- **Task requirements**
Give an exact transcription of every line, dropping the images.

- **Supplied data**
- - - - - - -
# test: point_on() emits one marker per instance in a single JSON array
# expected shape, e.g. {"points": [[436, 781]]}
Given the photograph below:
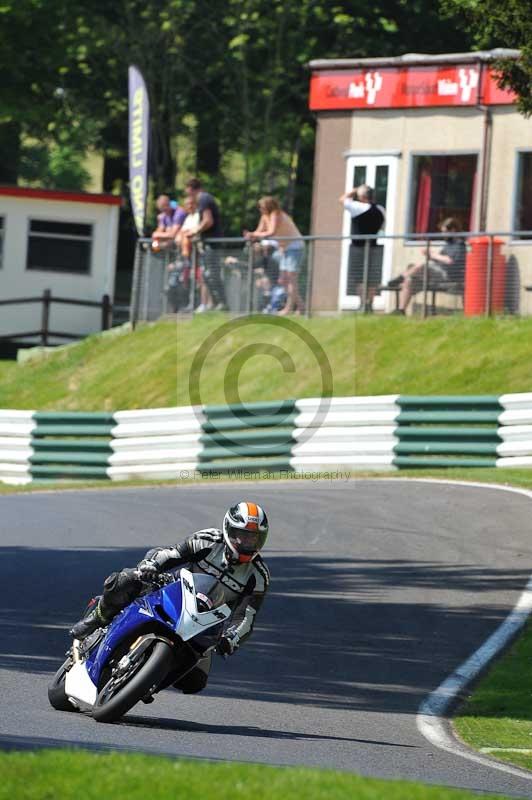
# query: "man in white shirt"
{"points": [[367, 218]]}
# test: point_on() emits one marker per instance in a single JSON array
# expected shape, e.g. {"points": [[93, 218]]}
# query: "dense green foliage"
{"points": [[509, 25], [499, 711], [228, 77], [69, 774]]}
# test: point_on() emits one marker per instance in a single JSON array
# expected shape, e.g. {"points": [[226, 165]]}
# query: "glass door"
{"points": [[379, 172]]}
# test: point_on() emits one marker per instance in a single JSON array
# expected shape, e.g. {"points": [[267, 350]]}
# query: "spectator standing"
{"points": [[276, 224], [367, 218], [169, 222], [209, 227], [447, 265]]}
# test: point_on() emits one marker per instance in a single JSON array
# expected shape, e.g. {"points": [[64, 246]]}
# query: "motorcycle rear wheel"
{"points": [[150, 675], [56, 691]]}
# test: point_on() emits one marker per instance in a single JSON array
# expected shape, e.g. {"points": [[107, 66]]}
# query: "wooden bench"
{"points": [[455, 288]]}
- - - - - - -
- **Result for this task**
# test: point_on() emits one marker per instance in a single JSON array
# expected shape, e.g. {"points": [[436, 781]]}
Given the photograph below:
# query: "man in white shirt"
{"points": [[367, 218]]}
# test: point_on() emits one marker per instance in a single JSON array
# expected shape, e.g. {"points": [[93, 218]]}
# query: "dense green foliage"
{"points": [[509, 25], [499, 711], [228, 77], [69, 774]]}
# test: point_on() emits one marker per instance in a single JSON array
# expected shape, e.g. {"points": [[226, 165]]}
# query: "glass door"
{"points": [[379, 172]]}
# test: point_on() emits one marker per instance in a single JSON array
# expected shape, e.g. {"points": [[267, 350]]}
# query: "spectator standing"
{"points": [[276, 224], [367, 218], [169, 222], [209, 227], [447, 265]]}
# test: point_on() emits one marker per instance in a single JSON array
# expected shape, e.g. {"points": [[64, 246]]}
# query: "motorcycle rear wheel"
{"points": [[150, 675], [56, 691]]}
# test: point_on() emits one marker per instance in a single JSON array
# expected shape, e.g. {"points": [[107, 66]]}
# query: "wooden bench"
{"points": [[455, 288]]}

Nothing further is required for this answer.